* begin Data shown *

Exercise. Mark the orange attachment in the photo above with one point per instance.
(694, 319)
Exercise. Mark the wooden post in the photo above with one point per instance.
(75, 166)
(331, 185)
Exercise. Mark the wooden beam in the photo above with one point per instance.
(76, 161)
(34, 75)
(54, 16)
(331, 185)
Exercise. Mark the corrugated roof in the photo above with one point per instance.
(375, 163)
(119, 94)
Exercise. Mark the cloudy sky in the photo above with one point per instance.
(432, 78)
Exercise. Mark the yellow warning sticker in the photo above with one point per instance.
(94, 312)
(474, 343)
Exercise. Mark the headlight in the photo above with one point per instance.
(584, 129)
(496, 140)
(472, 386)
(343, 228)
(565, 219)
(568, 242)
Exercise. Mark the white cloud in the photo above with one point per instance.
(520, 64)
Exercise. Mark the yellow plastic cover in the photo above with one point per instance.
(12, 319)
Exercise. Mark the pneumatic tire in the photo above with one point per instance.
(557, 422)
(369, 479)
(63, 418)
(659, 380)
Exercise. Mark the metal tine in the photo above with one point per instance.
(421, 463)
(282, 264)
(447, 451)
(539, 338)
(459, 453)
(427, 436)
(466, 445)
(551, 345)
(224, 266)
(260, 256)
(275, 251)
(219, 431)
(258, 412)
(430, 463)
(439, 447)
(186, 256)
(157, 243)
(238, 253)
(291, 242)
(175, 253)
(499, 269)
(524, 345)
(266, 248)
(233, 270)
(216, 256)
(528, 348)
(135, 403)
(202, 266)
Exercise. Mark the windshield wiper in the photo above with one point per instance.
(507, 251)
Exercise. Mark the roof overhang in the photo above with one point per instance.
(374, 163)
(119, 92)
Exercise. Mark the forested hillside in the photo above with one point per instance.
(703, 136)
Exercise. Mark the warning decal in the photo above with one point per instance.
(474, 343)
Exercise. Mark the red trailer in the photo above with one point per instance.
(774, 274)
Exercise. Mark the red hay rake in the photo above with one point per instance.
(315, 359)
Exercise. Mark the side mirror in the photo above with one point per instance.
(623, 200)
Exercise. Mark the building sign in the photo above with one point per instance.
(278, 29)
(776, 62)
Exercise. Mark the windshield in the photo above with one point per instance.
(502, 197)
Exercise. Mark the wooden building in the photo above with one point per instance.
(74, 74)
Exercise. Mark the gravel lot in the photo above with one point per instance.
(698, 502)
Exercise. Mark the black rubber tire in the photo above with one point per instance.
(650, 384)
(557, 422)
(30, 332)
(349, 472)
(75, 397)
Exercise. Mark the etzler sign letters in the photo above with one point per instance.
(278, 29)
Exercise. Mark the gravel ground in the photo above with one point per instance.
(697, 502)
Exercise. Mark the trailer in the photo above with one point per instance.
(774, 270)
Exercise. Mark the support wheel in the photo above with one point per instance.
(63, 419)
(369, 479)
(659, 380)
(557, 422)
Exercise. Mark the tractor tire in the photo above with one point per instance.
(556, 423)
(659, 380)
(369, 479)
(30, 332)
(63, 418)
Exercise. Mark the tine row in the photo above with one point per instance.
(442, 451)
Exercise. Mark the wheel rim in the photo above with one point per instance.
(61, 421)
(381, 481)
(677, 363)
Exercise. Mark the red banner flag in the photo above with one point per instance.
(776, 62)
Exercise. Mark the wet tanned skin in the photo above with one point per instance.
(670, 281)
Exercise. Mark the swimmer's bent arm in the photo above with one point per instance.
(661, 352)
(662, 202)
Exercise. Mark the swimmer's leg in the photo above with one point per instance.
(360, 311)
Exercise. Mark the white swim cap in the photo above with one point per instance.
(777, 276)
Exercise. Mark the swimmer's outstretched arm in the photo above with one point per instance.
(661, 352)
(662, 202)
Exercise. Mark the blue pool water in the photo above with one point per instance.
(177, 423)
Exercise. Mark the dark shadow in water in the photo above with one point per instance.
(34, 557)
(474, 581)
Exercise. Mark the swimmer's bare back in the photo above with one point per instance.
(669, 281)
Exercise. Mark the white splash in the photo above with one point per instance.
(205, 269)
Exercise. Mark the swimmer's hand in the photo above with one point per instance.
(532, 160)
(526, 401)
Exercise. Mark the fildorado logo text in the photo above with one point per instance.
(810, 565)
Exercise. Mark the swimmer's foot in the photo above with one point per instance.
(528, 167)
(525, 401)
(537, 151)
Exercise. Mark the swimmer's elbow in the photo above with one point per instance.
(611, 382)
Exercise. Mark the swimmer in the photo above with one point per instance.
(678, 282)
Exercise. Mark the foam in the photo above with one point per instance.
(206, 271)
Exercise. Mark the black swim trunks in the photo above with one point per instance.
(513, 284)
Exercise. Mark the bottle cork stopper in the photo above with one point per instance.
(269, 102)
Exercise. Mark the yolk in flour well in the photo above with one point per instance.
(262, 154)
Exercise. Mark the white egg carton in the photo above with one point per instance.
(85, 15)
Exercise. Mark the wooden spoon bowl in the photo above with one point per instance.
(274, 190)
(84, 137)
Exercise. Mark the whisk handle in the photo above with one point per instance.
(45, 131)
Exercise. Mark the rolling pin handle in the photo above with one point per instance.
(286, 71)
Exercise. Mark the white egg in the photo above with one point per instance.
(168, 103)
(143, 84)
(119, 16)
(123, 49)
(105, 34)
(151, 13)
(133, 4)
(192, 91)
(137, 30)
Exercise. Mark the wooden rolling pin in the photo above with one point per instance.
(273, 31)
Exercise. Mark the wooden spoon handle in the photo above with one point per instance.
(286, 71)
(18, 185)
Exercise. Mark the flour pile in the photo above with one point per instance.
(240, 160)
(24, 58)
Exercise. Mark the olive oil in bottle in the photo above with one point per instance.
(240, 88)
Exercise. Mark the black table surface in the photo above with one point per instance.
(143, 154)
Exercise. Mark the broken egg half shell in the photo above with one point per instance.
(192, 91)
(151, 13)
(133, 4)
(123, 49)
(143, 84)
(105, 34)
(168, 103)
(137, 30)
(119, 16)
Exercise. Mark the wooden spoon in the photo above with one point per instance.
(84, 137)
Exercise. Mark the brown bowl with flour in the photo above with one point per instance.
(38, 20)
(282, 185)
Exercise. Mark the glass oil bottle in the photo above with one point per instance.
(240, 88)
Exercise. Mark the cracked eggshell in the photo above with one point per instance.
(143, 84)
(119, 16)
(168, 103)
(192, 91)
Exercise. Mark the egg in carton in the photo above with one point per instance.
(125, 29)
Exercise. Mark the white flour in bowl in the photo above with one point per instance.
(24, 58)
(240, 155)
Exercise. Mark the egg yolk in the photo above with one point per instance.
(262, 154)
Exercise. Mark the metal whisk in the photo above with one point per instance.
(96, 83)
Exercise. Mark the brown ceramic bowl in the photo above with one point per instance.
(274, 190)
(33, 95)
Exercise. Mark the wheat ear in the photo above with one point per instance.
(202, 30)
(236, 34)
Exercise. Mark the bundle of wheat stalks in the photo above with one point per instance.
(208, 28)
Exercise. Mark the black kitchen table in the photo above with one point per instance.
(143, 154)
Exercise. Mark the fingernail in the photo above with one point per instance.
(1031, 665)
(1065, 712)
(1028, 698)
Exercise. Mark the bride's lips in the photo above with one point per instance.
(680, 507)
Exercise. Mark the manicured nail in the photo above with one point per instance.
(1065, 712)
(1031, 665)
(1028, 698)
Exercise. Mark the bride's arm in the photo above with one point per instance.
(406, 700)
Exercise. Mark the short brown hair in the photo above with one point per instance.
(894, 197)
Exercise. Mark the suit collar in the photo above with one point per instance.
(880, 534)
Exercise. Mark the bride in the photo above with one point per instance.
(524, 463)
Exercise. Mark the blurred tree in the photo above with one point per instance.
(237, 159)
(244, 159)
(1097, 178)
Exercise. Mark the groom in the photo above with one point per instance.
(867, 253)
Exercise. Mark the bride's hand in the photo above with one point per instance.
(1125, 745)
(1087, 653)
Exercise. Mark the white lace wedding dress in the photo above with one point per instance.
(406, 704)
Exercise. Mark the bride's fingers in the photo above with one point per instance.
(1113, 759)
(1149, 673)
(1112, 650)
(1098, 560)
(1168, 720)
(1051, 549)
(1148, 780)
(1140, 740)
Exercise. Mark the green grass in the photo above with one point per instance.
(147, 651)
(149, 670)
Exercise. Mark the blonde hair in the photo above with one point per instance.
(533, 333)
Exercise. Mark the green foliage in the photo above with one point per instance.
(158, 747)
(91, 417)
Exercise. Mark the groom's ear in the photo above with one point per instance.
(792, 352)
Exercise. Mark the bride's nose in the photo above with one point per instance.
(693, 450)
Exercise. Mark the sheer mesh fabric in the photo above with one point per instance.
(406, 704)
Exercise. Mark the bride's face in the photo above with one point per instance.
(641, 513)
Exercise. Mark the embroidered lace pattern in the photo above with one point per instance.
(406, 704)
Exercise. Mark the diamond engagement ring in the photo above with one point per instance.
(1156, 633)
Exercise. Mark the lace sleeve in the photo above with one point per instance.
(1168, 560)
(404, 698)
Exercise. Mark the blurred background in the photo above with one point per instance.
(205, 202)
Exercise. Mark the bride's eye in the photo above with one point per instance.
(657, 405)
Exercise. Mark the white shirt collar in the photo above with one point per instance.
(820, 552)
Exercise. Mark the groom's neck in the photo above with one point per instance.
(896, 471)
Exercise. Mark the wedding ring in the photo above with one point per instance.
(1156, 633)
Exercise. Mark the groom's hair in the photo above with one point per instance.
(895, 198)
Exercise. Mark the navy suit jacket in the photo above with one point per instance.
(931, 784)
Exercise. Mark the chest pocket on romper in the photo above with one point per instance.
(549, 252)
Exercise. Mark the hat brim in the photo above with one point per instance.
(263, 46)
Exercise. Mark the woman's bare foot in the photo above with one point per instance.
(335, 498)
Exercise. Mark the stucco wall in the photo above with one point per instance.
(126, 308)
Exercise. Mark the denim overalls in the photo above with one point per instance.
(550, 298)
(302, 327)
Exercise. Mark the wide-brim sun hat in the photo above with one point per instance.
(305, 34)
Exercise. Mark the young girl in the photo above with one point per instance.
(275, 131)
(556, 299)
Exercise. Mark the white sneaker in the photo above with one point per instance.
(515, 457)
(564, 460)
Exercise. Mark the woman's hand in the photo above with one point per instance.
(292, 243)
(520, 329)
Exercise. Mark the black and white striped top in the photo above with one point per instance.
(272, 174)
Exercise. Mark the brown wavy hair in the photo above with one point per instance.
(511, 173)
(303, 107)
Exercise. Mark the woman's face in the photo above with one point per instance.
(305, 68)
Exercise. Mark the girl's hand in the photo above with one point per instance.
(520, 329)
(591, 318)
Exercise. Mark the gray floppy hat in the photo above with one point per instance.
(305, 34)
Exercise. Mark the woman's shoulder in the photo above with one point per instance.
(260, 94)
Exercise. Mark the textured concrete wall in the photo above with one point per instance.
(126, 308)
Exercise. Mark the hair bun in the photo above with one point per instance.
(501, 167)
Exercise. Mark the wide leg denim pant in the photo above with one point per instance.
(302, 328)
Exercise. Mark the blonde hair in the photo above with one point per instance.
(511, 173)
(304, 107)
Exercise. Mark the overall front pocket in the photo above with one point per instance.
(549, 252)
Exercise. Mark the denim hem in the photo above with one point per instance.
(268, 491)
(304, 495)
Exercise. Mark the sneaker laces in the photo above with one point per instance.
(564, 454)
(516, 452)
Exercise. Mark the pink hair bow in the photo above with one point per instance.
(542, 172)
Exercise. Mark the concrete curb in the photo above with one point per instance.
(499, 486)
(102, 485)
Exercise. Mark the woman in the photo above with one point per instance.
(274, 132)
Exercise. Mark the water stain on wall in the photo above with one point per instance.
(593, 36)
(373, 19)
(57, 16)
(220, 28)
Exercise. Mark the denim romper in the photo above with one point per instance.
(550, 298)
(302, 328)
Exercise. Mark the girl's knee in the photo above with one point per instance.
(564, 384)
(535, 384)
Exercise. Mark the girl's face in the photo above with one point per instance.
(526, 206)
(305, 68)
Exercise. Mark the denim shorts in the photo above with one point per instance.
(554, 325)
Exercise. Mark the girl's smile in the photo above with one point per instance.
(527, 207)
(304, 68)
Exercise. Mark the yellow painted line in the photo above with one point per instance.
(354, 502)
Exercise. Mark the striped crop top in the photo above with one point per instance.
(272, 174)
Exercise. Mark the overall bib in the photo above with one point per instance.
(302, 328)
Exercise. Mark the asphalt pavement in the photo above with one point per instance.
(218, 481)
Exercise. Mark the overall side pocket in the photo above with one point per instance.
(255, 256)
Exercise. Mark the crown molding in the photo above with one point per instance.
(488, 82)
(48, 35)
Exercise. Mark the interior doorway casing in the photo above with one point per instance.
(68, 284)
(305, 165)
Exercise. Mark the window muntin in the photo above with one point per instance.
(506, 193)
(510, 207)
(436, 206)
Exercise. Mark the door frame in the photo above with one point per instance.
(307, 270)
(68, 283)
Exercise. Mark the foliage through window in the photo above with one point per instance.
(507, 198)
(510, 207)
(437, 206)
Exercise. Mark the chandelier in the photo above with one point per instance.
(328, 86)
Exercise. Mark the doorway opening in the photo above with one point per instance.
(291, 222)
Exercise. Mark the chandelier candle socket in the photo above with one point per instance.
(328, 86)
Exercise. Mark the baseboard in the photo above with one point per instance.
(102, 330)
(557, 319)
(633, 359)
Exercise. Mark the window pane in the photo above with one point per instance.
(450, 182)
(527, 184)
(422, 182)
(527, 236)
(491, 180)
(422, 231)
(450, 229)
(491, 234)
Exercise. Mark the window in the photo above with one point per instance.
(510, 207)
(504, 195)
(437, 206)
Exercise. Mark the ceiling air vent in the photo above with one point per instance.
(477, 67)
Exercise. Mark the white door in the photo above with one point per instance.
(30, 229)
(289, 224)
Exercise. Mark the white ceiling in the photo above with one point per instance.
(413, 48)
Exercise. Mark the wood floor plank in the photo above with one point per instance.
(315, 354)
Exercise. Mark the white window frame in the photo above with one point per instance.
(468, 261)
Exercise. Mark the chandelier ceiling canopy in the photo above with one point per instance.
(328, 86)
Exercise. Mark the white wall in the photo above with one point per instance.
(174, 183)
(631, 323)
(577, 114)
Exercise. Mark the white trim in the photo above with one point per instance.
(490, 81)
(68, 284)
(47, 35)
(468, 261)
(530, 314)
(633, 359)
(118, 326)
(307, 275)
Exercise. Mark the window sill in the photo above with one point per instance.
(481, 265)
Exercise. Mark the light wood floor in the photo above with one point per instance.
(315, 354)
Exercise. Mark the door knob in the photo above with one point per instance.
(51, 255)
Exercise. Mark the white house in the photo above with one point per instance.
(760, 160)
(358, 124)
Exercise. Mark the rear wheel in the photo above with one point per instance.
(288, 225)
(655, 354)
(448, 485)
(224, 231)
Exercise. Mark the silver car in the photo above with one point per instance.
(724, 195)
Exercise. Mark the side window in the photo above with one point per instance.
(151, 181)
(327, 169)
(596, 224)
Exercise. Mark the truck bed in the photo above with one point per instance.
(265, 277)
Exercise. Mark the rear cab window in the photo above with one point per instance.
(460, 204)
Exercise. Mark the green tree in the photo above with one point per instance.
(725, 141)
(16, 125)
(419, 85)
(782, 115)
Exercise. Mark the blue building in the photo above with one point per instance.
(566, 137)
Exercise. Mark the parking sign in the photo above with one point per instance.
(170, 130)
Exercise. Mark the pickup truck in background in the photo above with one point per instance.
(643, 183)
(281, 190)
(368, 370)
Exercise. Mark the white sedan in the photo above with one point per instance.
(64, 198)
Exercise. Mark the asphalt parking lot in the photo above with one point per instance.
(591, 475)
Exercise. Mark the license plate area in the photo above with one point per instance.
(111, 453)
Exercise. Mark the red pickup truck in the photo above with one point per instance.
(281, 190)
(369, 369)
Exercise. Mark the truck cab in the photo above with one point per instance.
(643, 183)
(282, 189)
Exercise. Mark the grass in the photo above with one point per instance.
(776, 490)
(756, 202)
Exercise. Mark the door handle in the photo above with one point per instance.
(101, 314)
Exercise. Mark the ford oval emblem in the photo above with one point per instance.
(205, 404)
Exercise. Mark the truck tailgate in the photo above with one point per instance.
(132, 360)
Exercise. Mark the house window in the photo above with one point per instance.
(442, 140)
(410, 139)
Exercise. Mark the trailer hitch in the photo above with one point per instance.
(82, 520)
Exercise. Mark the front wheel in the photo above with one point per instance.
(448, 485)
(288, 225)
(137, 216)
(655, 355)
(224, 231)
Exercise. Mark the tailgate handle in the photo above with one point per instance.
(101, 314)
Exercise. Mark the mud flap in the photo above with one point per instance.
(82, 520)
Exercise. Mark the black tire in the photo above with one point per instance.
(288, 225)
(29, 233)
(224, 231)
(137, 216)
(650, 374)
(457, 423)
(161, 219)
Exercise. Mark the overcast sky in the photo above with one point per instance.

* end Data shown *

Short task =
Give back exactly the lines from the one containing "Exercise. Mark the red pickup" to the end of the material, both ends included.

Worked answer =
Exercise. Mark the red pickup truck in the photo above with one point per instance.
(281, 190)
(369, 369)
Exercise. Mark the truck cab in the photo above with one point per instance.
(643, 183)
(282, 189)
Exercise. Mark the grass in the photo above with one point per instance.
(776, 490)
(756, 202)
Exercise. Mark the door handle in the photo above with one point per instance.
(101, 314)
Exercise. Mark the ford oval emblem in the photo above with one point per instance.
(205, 404)
Exercise. Mark the truck tailgate in the photo above with one point per instance.
(132, 360)
Exercise. Mark the house window in the photo above with one point per instance.
(442, 140)
(410, 139)
Exercise. Mark the trailer hitch in the photo above with one point per instance.
(82, 520)
Exercise. Mark the front wheel in the photo above with one point per instance.
(448, 485)
(288, 225)
(137, 216)
(655, 355)
(224, 231)
Exercise. Mark the tailgate handle in the photo above with one point per instance.
(101, 314)
Exercise. Mark the mud flap in the photo above with one point per instance.
(82, 520)
Exercise. Mark the black tire in the photo above with one point per instance.
(288, 225)
(29, 233)
(224, 231)
(137, 216)
(650, 374)
(457, 423)
(161, 219)
Exercise. Mark the overcast sky in the photo above with one point per instance.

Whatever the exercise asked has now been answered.